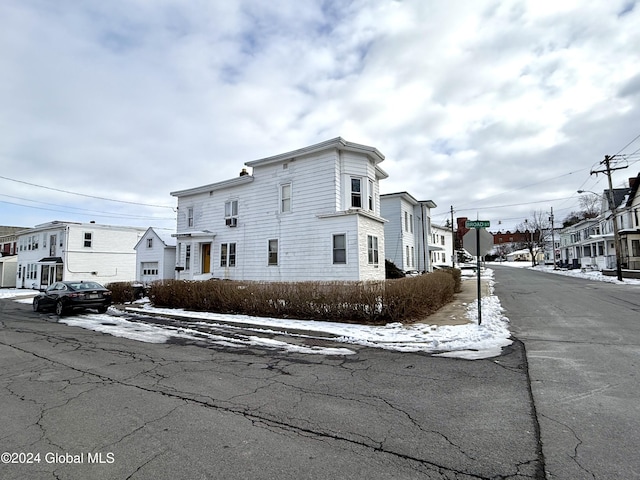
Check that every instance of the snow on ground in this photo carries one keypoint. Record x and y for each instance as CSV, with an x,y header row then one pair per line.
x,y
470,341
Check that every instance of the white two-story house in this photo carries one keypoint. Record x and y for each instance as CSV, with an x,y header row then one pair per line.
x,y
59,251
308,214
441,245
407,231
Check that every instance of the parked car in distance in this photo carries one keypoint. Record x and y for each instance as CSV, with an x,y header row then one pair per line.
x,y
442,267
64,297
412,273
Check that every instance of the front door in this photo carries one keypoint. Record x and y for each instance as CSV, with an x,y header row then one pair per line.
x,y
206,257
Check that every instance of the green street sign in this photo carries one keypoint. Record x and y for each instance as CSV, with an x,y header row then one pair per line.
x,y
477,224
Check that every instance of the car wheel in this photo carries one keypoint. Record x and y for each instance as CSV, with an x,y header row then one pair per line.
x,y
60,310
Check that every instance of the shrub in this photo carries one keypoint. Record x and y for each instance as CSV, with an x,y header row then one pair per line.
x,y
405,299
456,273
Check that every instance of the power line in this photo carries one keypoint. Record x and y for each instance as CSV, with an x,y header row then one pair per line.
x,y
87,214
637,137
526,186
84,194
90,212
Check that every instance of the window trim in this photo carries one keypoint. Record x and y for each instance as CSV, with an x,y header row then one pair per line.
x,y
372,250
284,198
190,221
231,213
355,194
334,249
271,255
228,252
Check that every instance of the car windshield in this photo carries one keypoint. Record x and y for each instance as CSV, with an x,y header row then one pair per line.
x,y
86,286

» DIRECTIONS FOR THIS TASK
When you reach a picture, pass over it; write out all other material exactly.

» EXPECTED ANSWER
Check that every instance of the snow on ground in this photo carries one keypoint. Record x and y for each instance as CSV, with an x,y header row then one pair per line.
x,y
470,341
Check that every instance of the white two-story house in this photo carries one keypoint. Record x and y for each instance as CSV, with an x,y header row then one pair per line.
x,y
59,251
308,214
441,245
407,231
Check that every instance of the parked car in distance in this photo carries one keypoint. Record x and y for each instance as CSV, with an x,y header row then one pair per line.
x,y
442,267
64,297
412,273
Check that every instance of the front door in this photo carries one keypoint. Record x and y for each instance as CSV, with an x,y header row then one pair per line.
x,y
206,257
Check that every instance of the green street sign in this photo carries one keypoint. Record x and y for each instance as CSV, with an x,y header row then one pair per line.
x,y
477,224
Check that every instance of the car wheel in this photo carries one keypoint. Record x and y for each instance as CSV, with an x,y header row then one pair per line.
x,y
60,310
Check that every instance of the shrub in this photo carries one keypoint. Record x and y for each instance as CSV, with an x,y header row then one pair per line.
x,y
405,299
456,273
Check that every instance of the power line in this photo carries one keypoint. Record x and y for each instance as CSV, with an x,y header row then one pair per line.
x,y
87,214
637,137
526,186
84,194
90,212
Check that every instance of the window trim in this photo carries one keypoint. Record x and y for each instance as CSV, with an x,y header row then one pair per line.
x,y
372,250
284,198
190,221
231,213
355,194
334,249
271,255
228,252
Check that every instance of the car windshield in this photo carries one keypoint. Record x and y for each instance as CSV, with an x,y header row then one pair per line.
x,y
86,286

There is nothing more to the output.